▶ _TASK BRIEF_: Write out every item below again, swapping "field log" for "site notebook" wherever it occurs and leaving everything else untouched.

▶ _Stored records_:
——————————
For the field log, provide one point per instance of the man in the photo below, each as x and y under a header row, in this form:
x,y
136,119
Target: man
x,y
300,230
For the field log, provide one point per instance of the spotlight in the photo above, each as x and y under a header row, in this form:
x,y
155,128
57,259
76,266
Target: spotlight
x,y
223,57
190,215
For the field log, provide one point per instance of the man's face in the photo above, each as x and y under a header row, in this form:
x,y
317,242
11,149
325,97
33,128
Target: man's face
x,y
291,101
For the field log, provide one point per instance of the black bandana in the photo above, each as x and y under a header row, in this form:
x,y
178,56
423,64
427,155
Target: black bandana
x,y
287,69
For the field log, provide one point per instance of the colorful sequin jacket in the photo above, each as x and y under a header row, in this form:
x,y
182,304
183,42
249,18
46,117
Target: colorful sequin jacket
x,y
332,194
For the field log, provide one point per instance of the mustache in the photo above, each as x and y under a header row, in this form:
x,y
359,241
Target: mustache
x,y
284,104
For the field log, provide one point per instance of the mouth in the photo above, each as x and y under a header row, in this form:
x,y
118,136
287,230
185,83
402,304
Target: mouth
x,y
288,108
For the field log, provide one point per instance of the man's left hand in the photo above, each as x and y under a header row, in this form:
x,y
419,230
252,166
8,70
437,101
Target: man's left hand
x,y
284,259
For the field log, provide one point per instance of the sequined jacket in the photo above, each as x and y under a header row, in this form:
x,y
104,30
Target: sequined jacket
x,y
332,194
——————————
▶ _TASK OUTPUT_:
For the site notebook, provide one point per instance of the man in the photo below, each as x and y under a header row, in this form:
x,y
136,119
Target: man
x,y
300,230
For the site notebook, provide one point per instance of the spotlight in the photo above, each as x and y under a header row, in this form:
x,y
155,128
57,259
76,266
Target: spotlight
x,y
223,57
190,215
For the site notebook, provide one point per instance of the man's face in the photo above, each as x and y under a header row, in this form:
x,y
317,242
11,149
325,97
33,128
Target: man's face
x,y
291,101
For the site notebook, provide one point per instance of the black bandana in the photo above, each as x and y under a header row, in this form:
x,y
178,56
423,64
427,155
Target: black bandana
x,y
287,69
For the site notebook, provide one point per instance of the colorful sequin jacket in the photo above, each as x and y under a header row, in this form:
x,y
182,304
183,42
249,18
46,117
Target: colorful sequin jacket
x,y
332,194
For the site notebook, provide one point per instance of the mustache in the photo above, each as x and y under a header row, in this form:
x,y
359,241
Target: mustache
x,y
284,104
For the site notebook, provide one point per instance of the mouth in the photo above, each as x and y under a header row, in this form:
x,y
118,136
287,230
185,83
402,304
Target: mouth
x,y
288,108
For the site notebook, provide one point per instance of the man's left hand in the photo above, each as x and y under a header row, in this form:
x,y
419,230
252,166
8,70
437,101
Target: man's left hand
x,y
284,259
For the site notebook, provide one point per instance of the sequined jacket in the photo above, each as x and y under a header row, in this form:
x,y
104,30
Target: sequined jacket
x,y
332,194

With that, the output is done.